-- start of Material provided --
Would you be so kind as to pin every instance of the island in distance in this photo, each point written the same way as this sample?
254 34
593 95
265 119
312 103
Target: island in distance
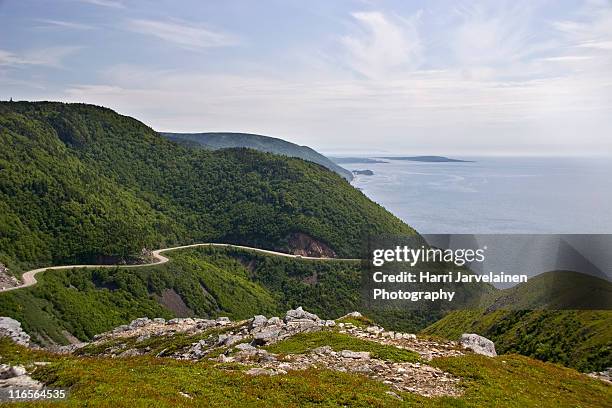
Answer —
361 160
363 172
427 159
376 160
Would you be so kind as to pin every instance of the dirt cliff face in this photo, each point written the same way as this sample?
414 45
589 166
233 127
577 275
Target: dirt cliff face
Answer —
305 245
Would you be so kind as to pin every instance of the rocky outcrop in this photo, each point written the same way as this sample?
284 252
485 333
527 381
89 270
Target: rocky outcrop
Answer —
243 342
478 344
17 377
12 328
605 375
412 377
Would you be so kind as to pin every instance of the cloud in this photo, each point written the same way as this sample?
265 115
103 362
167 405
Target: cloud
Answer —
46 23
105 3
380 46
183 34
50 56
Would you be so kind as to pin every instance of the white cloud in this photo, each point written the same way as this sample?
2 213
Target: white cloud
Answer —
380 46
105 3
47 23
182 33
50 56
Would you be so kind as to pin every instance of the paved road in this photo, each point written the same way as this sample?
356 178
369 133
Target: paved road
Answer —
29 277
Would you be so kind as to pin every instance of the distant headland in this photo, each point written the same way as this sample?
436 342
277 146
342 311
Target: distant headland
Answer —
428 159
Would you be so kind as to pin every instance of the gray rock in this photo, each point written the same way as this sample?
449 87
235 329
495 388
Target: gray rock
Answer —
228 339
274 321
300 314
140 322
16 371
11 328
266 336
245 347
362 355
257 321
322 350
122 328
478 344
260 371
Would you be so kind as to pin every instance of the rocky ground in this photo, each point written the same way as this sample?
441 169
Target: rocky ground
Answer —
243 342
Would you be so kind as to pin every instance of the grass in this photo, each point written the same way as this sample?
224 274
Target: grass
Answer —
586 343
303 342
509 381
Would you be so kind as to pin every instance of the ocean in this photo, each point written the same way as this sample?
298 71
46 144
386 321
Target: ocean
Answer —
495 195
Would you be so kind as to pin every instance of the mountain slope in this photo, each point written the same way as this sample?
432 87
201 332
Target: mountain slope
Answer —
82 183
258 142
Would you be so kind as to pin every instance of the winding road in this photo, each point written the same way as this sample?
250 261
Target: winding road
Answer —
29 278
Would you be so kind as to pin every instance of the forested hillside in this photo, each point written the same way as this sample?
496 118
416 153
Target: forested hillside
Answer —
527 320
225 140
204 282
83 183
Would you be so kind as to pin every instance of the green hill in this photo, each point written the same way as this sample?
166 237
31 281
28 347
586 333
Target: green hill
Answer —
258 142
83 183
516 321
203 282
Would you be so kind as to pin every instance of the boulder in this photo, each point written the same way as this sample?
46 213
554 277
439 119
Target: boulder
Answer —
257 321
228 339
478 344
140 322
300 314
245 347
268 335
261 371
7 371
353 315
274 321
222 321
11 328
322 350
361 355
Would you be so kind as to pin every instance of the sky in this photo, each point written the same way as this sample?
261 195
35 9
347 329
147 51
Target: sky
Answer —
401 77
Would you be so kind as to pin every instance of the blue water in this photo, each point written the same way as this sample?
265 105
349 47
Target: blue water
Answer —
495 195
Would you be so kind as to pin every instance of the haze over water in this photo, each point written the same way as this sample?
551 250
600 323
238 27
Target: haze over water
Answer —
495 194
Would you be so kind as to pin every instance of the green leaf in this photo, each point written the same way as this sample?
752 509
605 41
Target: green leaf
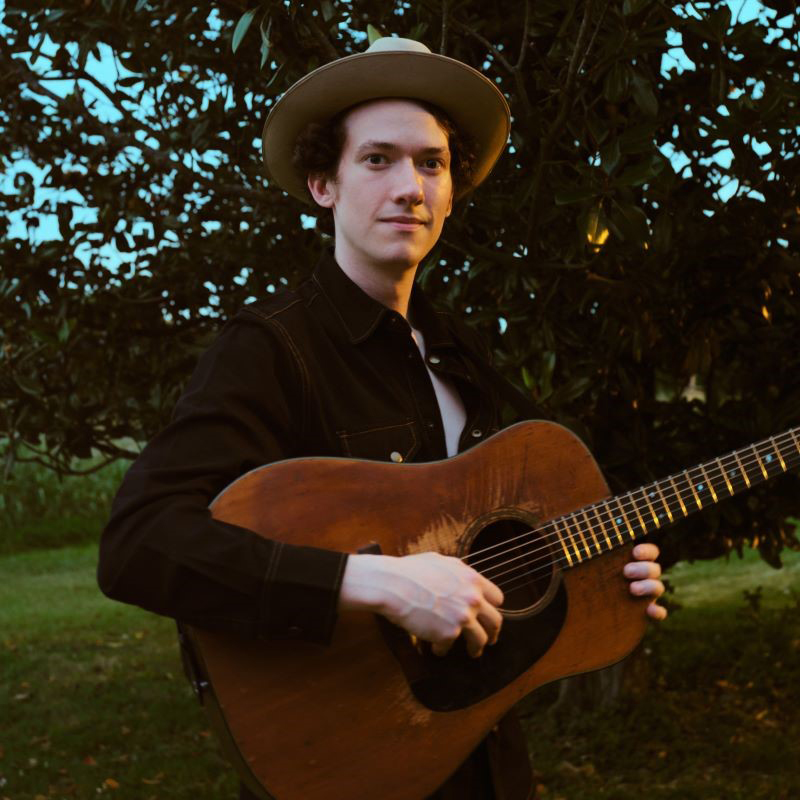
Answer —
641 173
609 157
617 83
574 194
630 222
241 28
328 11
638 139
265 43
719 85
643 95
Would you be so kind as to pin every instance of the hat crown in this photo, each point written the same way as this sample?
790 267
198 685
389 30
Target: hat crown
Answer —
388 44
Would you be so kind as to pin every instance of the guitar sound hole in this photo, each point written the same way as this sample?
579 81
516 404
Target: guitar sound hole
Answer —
-- end of Material provided --
* [What you have to do] Please write out all of the rows above word for word, leaving out the pictures.

* [Solution for this problem]
Would you be so kind as to pin every instance of the island in distance in this photo, each point written the same way as this sample?
254 34
593 95
265 119
312 103
Target: island in distance
Answer —
361 160
363 172
427 159
376 160
Would you be so kind as to pin every instance of the dirt cliff face in this photo, each point written the same way as this sample?
414 45
589 166
233 127
577 275
Target: dirt cliff face
Answer —
305 245
Would you be so kind as to pin every instance of the rocky outcrop in this photo, each point written the same way as this sample?
284 252
485 333
527 381
89 270
Target: rocky outcrop
Answer —
243 342
478 344
17 377
12 328
605 375
412 377
Would you be so kind as to pin every instance of the cloud in this photo, each point written the same way as this sample?
265 115
103 362
167 405
Target: cloud
Answer —
46 23
105 3
380 46
183 34
50 56
Would you be so kind as to pin every instance of the white cloud in this photo, each point written the same way as this sample?
2 213
Target: white cloud
Answer —
380 46
105 3
47 23
182 33
50 56
Would you be so kind as to pin every instance of the paved road in this photo, each point written the same way as this sample?
356 178
369 133
Target: paved road
Answer —
29 277
Would you be so kind as to pin every instance of the distant headland in this photo, each point written the same way as this sample?
436 342
277 146
342 311
Target: distant headland
Answer —
428 159
Would you be so kind as to pin every instance of the gray rock in this photo, each point written the same way as this sample?
449 87
235 329
495 388
Target: gray rock
Answer —
228 339
274 321
300 314
140 322
16 371
11 328
266 336
245 347
362 355
257 321
322 350
122 328
478 344
260 371
Would you be so kind as to pin every instance of the rocky ground in this photo, each point written the same way as this sample?
441 169
Target: rocky ground
Answer —
243 342
Would you be so kind as to pin every instance of the grass in this photo, each point written the same way as this sample?
224 274
Target: grass
Answer —
586 343
303 342
509 381
Would you be so kind as to pin every instance of the ocean in this photo, each point written the same way as this sample?
298 71
46 144
386 321
Target: ocean
Answer —
495 195
Would you be so kind as to pin every instance of the mountain slope in this photo, each point written the same way as this sample?
432 87
201 332
Target: mountain slope
Answer —
82 183
258 142
Would you be so kind as to pin every instance of the winding road in this photo, each point written the same way as this sample?
250 261
Target: winding road
Answer —
29 278
Would you be so kind as to pin every instance of the forested hillside in this photo, each point written the same way as this sample?
496 118
416 153
Target: forested hillside
Answer —
527 320
225 140
204 282
83 183
Would you be so kind as to pin every instance of the green hill in this photo, each point written the same way as this sample?
166 237
31 281
28 347
586 333
Target: green hill
Answer —
258 142
83 183
516 321
203 282
Would you be so kind as to pin every instance of the boulder in this photo, each point written the same way as this sample?
46 213
554 277
439 119
Target: boulder
Answer —
257 321
228 339
478 344
140 322
300 314
245 347
268 335
261 371
7 371
353 315
274 321
222 321
11 328
322 350
361 355
Would you be so kind as to pin every instance of the sky in this photo, each point written the same way as this sample?
261 195
35 9
347 329
147 51
Target: sky
Answer —
401 77
Would you be so kind as to pin every instance of the blue water in this photo, each point written the same way as this sample?
265 105
349 47
Target: blue water
Answer —
495 195
Would you be so kind as to pin every instance of the haze over water in this photo, each point written the same way as this sample?
551 250
600 323
238 27
Target: haze over water
Answer —
495 194
Would you be so kind as to pin every instance of the green leaf in this photo, each point written the same way as this sample?
752 509
605 41
Target: green leaf
Answer —
641 173
609 157
617 83
574 194
630 222
241 28
328 11
638 139
265 43
719 85
643 95
Would you be so kind as to pin every instance of the hat crown in this photo, each point written the same way as this sample?
790 267
198 685
389 30
Target: hat crown
Answer —
388 44
Would you be so kind as to pin every instance of the guitar sound hole in this photo, each point written the same way as this sample?
579 81
516 404
Target: guitar sound hole
Answer —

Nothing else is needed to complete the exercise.